== Excerpt provided
His benevolence, affection, kindness of heart, and elasticity of
spirit, are truly remarkable. He has a good head, a fine countenance,
and a great spirit, notwithstanding his education has been obtained in
the horrible school of slavery. Just get him to tell you his
narrative, and if you happen to have an anti-slavery meeting, let him
tell his tale to a British audience.' In the letter of another highly
esteemed friend, he is spoken of as 'unsurpassed for faithfulness and
perseverance;' in the letter of a third, as a 'worthy and respectable
man.' On examining a book containing a list of the donations made him
by American friends, in aid of his noble design to rescue from the
miseries of slavery his relations, I found the names and certificates
of persons of the highest respectability. It will be amply sufficient
with those who are acquainted with the Abolitionists of the United
States, for me to name General Fessenden, and Nathan Winslow, Esq., of
Portland, Maine; the Rev. A.A. Phelps, Ellis Gray Loring, and Samuel
E. Sewall, Esqs., of Boston, Massachusetts. Being satisfied, by these
indubitable vouchers, of Moses Grandy's title to credit, I listened to
his artless tale with entire confidence, and with a feeling of
interest which all will participate who peruse the following pages.
Considering his Narrative calculated to promote a more extensive
knowledge of the workings of American slavery, and that its sale might
contribute to the object which engages so entirely the mind of Moses,
namely, the redemption of those who are in bonds, belonging to his
family, I resolved to commit it to the press, as nearly as possible in
the language of Moses himself. I have carefully abstained from casting
a single reflection or animadversion of my own. I leave the touching
story of the self-liberated captive to speak for itself, and the wish
of my heart will be gratified, and my humble effort on his behalf be
richly rewarded, if this little book is the means of obtaining for my
colored brother the assistance which he seeks, or of increasing the
zeal of those who are associated for the purpose of 'breaking every
yoke and setting the oppressed free.'
GEORGE THOMPSON.
====
Task prompt: Reproduce the excerpt about Moses Grandy from "Considering his Narrative" up to and including "GEORGE THOMPSON.", changing "little book" to "short volume". None of the rows are needed.
== Data records
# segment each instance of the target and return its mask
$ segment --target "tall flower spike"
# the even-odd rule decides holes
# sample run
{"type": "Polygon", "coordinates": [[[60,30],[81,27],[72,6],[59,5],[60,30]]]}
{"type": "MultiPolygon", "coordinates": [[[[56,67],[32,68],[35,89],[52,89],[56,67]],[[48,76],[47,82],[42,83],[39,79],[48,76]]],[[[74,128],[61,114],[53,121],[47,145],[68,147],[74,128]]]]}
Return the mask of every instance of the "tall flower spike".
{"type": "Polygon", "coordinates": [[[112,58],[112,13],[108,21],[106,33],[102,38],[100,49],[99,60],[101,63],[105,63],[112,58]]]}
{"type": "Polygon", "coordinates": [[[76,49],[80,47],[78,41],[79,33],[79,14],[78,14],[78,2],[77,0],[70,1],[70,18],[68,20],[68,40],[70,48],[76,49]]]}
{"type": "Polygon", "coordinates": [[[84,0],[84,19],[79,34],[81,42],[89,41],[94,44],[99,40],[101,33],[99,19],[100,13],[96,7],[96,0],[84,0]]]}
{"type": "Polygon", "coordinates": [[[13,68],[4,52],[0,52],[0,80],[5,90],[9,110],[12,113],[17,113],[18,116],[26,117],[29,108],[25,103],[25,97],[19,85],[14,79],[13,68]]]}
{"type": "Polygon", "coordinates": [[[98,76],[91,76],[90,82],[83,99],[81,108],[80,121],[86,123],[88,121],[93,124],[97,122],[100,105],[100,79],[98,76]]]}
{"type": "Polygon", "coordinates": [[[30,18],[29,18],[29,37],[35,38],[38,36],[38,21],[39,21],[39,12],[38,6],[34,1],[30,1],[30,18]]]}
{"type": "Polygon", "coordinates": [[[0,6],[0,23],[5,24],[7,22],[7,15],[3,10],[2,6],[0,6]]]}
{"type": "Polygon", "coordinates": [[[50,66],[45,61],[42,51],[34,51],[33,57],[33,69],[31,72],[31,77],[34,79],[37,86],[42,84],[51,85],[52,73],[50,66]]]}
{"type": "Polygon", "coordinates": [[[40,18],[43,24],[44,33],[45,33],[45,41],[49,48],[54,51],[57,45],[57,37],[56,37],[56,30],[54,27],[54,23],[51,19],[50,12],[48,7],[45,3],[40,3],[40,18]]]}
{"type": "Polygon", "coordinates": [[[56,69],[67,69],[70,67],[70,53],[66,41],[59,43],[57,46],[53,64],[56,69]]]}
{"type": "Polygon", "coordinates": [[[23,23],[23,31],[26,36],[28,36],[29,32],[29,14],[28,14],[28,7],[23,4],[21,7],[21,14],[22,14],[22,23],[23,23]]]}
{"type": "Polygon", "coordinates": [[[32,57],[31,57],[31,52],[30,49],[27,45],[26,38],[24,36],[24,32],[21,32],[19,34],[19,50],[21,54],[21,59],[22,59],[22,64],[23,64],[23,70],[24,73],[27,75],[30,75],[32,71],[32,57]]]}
====
Expected output:
Considering his Narrative calculated to promote a more extensive
knowledge of the workings of American slavery, and that its sale might
contribute to the object which engages so entirely the mind of Moses,
namely, the redemption of those who are in bonds, belonging to his
family, I resolved to commit it to the press, as nearly as possible in
the language of Moses himself. I have carefully abstained from casting
a single reflection or animadversion of my own. I leave the touching
story of the self-liberated captive to speak for itself, and the wish
of my heart will be gratified, and my humble effort on his behalf be
richly rewarded, if this short volume is the means of obtaining for my
colored brother the assistance which he seeks, or of increasing the
zeal of those who are associated for the purpose of 'breaking every
yoke and setting the oppressed free.'
GEORGE THOMPSON.